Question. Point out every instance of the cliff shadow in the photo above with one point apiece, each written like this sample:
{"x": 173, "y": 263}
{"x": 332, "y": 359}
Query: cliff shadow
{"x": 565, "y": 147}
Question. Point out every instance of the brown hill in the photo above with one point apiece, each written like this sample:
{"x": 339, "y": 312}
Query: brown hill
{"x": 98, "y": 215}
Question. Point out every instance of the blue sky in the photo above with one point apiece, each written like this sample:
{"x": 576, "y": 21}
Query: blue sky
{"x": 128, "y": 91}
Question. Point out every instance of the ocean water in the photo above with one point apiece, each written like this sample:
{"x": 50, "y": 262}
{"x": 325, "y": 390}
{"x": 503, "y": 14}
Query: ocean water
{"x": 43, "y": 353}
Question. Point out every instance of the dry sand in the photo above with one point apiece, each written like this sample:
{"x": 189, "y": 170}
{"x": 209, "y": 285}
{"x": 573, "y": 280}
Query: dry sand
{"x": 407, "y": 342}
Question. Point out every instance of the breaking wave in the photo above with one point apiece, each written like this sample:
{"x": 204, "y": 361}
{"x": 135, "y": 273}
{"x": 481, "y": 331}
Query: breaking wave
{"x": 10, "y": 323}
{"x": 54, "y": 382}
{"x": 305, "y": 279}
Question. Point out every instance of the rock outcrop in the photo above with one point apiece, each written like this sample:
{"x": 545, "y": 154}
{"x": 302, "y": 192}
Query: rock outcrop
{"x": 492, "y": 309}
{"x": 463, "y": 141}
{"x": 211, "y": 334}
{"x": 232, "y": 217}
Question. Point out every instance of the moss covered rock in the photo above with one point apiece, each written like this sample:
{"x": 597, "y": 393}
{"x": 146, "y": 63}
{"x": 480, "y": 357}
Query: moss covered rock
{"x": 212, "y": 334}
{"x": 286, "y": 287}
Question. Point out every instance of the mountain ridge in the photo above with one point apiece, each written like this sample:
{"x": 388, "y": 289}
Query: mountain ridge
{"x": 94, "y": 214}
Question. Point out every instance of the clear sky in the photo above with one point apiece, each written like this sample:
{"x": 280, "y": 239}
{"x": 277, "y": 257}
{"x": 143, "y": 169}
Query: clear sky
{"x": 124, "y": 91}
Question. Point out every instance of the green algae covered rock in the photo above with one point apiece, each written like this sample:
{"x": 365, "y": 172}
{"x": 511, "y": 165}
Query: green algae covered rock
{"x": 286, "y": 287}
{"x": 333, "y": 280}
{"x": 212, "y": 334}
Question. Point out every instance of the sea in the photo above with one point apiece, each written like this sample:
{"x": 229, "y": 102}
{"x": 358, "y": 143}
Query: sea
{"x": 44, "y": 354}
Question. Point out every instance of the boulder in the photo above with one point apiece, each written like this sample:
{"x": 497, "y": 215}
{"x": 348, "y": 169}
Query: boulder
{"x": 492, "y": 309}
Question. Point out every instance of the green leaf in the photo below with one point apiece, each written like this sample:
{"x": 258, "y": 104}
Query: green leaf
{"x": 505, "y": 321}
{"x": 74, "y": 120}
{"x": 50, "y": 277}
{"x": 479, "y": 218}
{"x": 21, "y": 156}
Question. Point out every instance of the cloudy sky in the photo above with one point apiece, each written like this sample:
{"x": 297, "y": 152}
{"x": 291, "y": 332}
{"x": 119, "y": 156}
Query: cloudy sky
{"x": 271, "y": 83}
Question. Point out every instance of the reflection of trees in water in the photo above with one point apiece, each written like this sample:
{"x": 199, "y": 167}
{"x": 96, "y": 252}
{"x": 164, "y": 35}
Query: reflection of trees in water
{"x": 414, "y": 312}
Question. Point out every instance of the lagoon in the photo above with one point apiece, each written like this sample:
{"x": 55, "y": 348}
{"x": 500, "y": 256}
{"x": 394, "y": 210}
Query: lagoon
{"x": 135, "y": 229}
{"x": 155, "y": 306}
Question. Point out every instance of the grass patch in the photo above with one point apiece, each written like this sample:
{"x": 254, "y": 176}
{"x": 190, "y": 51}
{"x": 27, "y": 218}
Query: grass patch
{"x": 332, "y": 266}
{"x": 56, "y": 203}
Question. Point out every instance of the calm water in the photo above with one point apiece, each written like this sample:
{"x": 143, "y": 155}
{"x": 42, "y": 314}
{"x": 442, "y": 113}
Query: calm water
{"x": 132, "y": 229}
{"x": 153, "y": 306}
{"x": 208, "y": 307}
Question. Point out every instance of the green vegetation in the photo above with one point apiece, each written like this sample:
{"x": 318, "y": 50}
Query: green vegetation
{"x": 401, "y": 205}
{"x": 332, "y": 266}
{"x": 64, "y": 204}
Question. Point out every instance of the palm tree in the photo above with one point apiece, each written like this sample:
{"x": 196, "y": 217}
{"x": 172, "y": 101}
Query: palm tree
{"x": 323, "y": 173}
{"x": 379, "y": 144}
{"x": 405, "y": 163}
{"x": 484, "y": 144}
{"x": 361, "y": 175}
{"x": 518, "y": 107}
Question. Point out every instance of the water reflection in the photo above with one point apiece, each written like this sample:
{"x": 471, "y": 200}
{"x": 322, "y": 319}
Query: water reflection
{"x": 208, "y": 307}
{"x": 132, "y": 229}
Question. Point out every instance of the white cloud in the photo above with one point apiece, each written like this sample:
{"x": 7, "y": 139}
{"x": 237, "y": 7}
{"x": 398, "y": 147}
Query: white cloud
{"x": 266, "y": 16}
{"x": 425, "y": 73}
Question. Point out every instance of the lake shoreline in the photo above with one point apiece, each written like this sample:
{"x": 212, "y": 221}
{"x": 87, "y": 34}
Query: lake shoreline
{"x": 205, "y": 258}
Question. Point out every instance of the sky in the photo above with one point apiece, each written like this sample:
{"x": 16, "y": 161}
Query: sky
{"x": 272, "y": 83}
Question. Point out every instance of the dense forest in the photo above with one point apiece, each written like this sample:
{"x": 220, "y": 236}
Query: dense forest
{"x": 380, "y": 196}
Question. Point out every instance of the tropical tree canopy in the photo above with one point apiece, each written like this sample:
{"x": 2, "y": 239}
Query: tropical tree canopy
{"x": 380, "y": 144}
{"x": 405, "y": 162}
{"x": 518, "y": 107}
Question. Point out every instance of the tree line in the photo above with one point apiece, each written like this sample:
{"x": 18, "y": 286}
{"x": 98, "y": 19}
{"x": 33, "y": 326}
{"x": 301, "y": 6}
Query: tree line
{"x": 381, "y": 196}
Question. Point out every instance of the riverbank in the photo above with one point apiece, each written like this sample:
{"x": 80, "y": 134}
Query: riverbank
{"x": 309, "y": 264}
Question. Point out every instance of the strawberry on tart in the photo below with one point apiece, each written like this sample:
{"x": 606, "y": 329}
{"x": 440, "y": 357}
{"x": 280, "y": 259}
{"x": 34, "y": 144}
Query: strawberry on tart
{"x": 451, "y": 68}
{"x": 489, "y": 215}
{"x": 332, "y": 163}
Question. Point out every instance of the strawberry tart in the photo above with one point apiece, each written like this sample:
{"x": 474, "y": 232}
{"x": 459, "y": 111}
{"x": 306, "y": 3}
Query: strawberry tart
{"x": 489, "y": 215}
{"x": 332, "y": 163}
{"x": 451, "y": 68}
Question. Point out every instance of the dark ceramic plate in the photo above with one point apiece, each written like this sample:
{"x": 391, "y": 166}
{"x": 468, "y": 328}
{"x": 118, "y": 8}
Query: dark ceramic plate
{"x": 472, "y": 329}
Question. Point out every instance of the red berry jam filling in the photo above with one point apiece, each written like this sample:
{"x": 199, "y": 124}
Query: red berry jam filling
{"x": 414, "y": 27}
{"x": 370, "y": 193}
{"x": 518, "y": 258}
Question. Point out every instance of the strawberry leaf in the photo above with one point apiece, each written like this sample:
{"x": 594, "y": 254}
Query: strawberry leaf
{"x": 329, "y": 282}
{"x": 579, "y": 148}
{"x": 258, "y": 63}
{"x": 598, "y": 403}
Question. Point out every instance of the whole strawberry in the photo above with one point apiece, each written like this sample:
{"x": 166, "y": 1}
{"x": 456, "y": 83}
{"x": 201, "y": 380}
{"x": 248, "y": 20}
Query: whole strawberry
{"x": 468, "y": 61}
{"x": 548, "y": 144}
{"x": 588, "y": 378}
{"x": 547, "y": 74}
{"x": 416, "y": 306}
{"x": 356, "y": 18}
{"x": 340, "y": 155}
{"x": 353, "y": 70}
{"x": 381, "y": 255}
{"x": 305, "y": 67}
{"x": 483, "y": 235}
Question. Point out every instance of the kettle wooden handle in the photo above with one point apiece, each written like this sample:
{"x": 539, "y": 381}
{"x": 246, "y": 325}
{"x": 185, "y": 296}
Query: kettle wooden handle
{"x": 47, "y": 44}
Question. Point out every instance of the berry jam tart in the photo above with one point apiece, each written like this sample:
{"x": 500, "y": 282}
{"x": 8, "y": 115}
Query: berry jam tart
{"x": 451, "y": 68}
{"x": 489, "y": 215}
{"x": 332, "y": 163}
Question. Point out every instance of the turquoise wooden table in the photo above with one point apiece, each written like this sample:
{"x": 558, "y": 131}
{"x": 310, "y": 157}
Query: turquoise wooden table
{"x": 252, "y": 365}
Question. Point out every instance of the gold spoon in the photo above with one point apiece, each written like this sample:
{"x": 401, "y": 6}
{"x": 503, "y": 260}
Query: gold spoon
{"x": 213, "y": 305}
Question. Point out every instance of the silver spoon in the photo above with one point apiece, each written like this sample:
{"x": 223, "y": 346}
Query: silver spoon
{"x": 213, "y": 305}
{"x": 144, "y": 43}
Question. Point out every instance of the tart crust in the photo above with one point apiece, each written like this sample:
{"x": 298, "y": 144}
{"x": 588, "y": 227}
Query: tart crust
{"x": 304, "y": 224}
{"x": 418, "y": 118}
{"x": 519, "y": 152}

* * * * * * * * *

Problem description: Return exactly the lines from the line bearing "Question. Point out every instance of the kettle" to the end of the records, inclusive of both; include no other lines.

Problem solution:
Question. Point out every instance of the kettle wooden handle in the photo above with one point apiece, each written like this sample:
{"x": 539, "y": 381}
{"x": 246, "y": 325}
{"x": 185, "y": 296}
Query: kettle wooden handle
{"x": 47, "y": 44}
Question. Point out every instance of the berry jam tart in the photo above with one point apiece, each written like this sample:
{"x": 500, "y": 282}
{"x": 8, "y": 115}
Query: berry jam tart
{"x": 451, "y": 68}
{"x": 489, "y": 215}
{"x": 332, "y": 163}
Question. Point out every instance of the turquoise wooden table in the photo above with one point apiece, each written like this sample:
{"x": 558, "y": 131}
{"x": 310, "y": 157}
Query: turquoise wooden table
{"x": 252, "y": 365}
Question. Point out every instance of the gold spoon in the photo above with one point apiece, each written like this sample:
{"x": 401, "y": 6}
{"x": 503, "y": 260}
Query: gold spoon
{"x": 213, "y": 305}
Question. Point out every instance of the silver spoon in the photo above with one point apiece, each written like this sample:
{"x": 223, "y": 346}
Query: silver spoon
{"x": 213, "y": 305}
{"x": 144, "y": 43}
Question. Point out every instance of the tart crust in the photo above with one point apiece, each written like this sample:
{"x": 298, "y": 144}
{"x": 588, "y": 227}
Query: tart crust
{"x": 304, "y": 224}
{"x": 418, "y": 118}
{"x": 519, "y": 152}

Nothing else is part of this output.